What is required: Could you give the Twilight post again from "And that statement" up to and including "was as follows.", changing "thirty minutes" to "forty minutes"?

Excerpted passage:

# # # # #

Case in point: when my stylist asked which color I’d like my hair dyed, the first thing out of my mouth was “Have you seen Bella in Twilight?” (Yes, I just admitted that I dyed my hair after a fictional character – with pic number 3 as my motivation. Don’t hate!). My stylist has to be the first and only person I know that hasn’t even heard about the movie. I didn’t know how to react to this.

I stayed up late on Tuesday watching Twilight with Ashley and our friend Megan, who had never seen it. She said she dreamed of Edward afterwards, a fact that I am completely jealous of.

I’ve stayed up late every other night reading snippets of all four books and restarting Midnight Sun. I have the soundtrack playing on repeat in my car. I’d forgotten just how captivating a fictional, sparkling, pea coat-wearing vampire can be. I’m falling for Edward all over again, much to Dale’s dismay. He still hasn’t seen the movie – so I went three times to the theatre by myself. I’m OK with this. Part of me wants to keep it from him anyway, as my own personal retreat. Besides, while I can turn my head when Edward is part lemur, can force myself to look away while he sparkles with SOUND EFFECTS, and I can definitely pretend to be deaf while they throw around lines like “Butt-crack Santa”…I know any one of these will send Dale into fits. Since he does not know the epic awesomeness that is Book Edward, I won’t be able to describe to him why it’s acceptable that every conversation is so TENSE (It’s the fluorescence).

Our conversation about Twilight went about like this:

“I should see that movie.”

“No you shouldn’t, you’ll make fun of me for life.”

“Doesn’t it have that one chick in it?” As opposed to…other chicks?

“You mean the one with buck teeth? Yup.”

“And that guy ‘Edward‘ or whatever that everyone obsesses about?”

I try to hide my screen saver at this point, but it was too late.

“You mean he’s on your DESKTOP daily?” Commence laughter.

“Don’t hate. His pea-coat is HOTT!!”

“I have a pea-coat.”

“You should wear it. But you have to pop the collar a little.”

“. . .pop. . .the collar. . .like a pretty boy?”

And that statement my dear, is why you are not allowed to watch my movie. But since you allowed me to spend thirty minutes while your favorite show was playing to introduce you to those said lame parts, I believe you now could handle the rest of the movie. I am even more proud however, that you think you should still watch it after seeing all the parts that make everyone wonder what Catherine Hardwicke was thinking.

And lastly, Twilight is getting in the way of my everyday life again. My schedule from this week was as follows.

Monday-Friday: Watch Twilight three times. Stay up until 1AM each night enthralled with  YouTube interviews, pictures from the movie and blog posts from my fave Twilight sites.

Saturday: Get home at 11:oo AM. Read some of Breaking Dawn, obsessively check for blog posts.

Sunday: 10:00AM: Wake up, put in Twilight and tell the online community that I will be MAI for the next few hours.

# # # # #

Records:
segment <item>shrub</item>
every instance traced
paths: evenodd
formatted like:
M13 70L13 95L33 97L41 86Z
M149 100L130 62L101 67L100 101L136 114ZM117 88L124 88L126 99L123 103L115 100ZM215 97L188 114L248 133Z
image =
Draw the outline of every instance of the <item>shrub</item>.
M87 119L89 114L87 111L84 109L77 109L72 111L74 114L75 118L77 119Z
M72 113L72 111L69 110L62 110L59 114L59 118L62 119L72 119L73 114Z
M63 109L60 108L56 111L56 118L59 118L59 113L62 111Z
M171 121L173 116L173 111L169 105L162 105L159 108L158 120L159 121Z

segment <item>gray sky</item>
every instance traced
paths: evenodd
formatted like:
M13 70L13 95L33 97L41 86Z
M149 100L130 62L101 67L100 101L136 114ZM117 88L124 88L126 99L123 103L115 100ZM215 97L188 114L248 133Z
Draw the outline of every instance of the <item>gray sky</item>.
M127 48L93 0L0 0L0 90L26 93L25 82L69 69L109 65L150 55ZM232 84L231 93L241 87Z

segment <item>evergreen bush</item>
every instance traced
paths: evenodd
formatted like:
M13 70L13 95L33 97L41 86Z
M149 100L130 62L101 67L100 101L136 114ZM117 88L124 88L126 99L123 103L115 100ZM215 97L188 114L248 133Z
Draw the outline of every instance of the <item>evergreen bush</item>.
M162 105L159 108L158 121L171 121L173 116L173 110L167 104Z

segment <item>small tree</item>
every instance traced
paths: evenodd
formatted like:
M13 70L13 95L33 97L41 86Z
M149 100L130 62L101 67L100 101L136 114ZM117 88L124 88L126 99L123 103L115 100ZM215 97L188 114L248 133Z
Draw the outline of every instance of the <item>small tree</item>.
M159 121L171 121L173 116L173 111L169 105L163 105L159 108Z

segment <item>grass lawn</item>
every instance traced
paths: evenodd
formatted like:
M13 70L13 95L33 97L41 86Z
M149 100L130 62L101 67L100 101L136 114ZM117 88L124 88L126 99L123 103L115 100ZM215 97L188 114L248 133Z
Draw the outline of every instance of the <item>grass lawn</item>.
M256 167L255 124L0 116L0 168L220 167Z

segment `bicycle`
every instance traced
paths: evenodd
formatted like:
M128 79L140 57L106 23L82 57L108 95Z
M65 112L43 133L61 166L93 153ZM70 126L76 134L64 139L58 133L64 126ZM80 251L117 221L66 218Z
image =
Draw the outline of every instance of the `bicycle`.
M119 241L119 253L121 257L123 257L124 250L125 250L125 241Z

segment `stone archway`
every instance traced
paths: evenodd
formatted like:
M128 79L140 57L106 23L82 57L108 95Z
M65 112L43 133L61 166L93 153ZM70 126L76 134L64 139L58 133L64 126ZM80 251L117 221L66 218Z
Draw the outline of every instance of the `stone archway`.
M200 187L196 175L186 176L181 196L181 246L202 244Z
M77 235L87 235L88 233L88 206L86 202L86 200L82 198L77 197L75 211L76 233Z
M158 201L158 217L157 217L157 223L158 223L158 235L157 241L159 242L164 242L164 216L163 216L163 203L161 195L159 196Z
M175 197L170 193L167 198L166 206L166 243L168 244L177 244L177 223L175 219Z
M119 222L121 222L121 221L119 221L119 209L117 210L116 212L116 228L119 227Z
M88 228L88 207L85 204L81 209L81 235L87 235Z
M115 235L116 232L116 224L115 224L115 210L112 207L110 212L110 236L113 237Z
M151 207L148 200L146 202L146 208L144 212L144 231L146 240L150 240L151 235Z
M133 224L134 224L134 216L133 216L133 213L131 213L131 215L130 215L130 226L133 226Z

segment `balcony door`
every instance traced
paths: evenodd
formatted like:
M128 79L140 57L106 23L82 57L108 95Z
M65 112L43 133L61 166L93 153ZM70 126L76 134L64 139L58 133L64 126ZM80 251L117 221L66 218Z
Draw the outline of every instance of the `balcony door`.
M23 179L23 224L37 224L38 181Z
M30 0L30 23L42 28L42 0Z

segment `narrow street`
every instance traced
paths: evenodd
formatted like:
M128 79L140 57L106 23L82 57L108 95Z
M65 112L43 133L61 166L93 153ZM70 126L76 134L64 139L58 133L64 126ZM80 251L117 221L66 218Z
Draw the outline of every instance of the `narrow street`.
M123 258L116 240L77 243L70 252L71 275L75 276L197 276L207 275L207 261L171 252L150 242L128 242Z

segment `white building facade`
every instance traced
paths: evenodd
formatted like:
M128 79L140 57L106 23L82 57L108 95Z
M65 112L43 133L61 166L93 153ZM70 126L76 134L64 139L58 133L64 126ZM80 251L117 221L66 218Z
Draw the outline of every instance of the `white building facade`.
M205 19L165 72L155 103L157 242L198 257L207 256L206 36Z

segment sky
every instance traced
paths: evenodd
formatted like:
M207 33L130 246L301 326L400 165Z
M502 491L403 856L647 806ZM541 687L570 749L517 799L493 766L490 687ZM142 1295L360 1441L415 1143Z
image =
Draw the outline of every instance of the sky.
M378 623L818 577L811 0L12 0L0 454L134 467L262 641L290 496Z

# # # # #

Solution to this problem:
And that statement my dear, is why you are not allowed to watch my movie. But since you allowed me to spend forty minutes while your favorite show was playing to introduce you to those said lame parts, I believe you now could handle the rest of the movie. I am even more proud however, that you think you should still watch it after seeing all the parts that make everyone wonder what Catherine Hardwicke was thinking.

And lastly, Twilight is getting in the way of my everyday life again. My schedule from this week was as follows.